(Collected data entries)

** start **

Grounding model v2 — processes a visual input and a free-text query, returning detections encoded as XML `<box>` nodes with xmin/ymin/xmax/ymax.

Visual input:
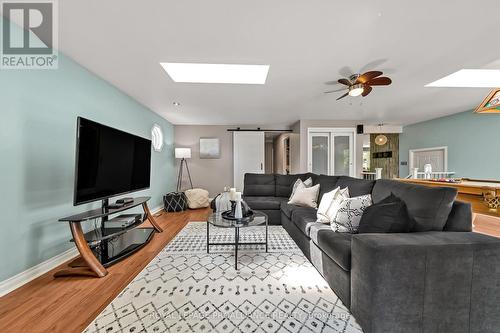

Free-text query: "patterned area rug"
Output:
<box><xmin>85</xmin><ymin>222</ymin><xmax>362</xmax><ymax>333</ymax></box>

** end **

**Problem to work on**
Rewrite the listing above with every "Output" changed to "Result" and everything else unchanged. Leave the pictures out of your answer.

**Solution to this task**
Grounding model v2 — processes a visual input and a free-text query, returning detections encoded as XML `<box>` nodes with xmin/ymin/xmax/ymax.

Visual input:

Free-text query: "patterned area rug"
Result:
<box><xmin>85</xmin><ymin>222</ymin><xmax>362</xmax><ymax>333</ymax></box>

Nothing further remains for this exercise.